**BRIEF**
Write out everything below, from the line containing "# draw the outline of every instance of the blue" down to the line containing "Now draw the outline of every instance of the blue", both included, as a JSON list of strings with one string per line and no blank lines.

Contour-labeling entries:
┄┄┄┄┄┄┄┄┄┄┄┄┄┄┄┄┄┄┄┄

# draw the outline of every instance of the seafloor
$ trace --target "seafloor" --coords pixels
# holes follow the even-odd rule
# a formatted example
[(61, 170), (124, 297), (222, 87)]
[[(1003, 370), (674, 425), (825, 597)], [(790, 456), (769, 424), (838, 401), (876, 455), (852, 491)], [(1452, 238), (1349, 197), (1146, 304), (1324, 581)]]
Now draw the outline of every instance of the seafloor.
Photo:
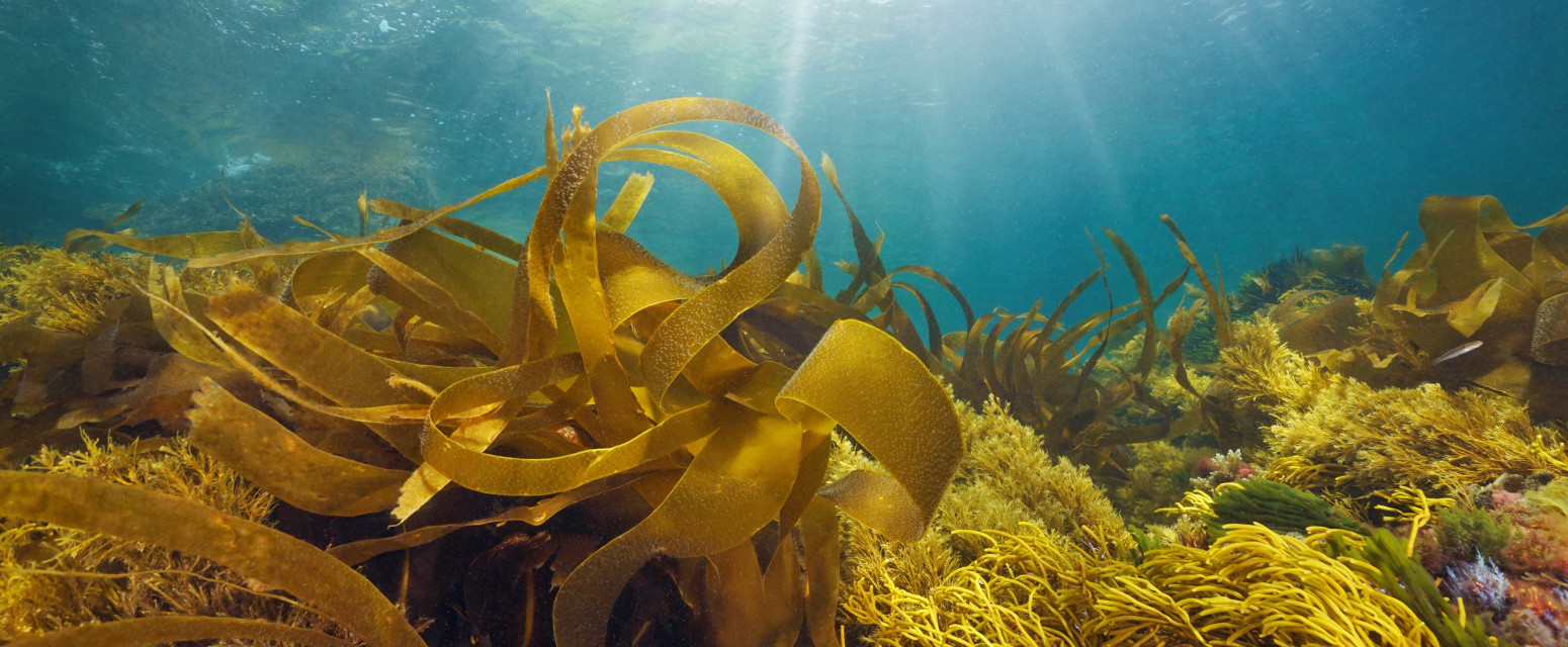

┄┄┄┄┄┄┄┄┄┄┄┄┄┄┄┄┄┄┄┄

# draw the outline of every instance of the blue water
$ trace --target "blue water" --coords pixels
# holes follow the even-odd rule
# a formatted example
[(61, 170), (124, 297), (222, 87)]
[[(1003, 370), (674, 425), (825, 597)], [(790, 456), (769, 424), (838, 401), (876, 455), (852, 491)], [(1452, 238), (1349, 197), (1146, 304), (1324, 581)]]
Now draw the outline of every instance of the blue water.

┄┄┄┄┄┄┄┄┄┄┄┄┄┄┄┄┄┄┄┄

**SOLUTION**
[
  "# draw the outline of every instance of the blue water",
  "$ trace --target \"blue water\" --coords pixels",
  "# holes follow the even-odd rule",
  "# a formatted example",
  "[(61, 170), (124, 297), (222, 87)]",
  "[[(1003, 370), (674, 425), (825, 597)], [(790, 456), (769, 424), (838, 401), (876, 455), (852, 491)], [(1452, 238), (1349, 197), (1146, 304), (1324, 581)]]",
  "Now draw the outline of every instance of the blue water."
]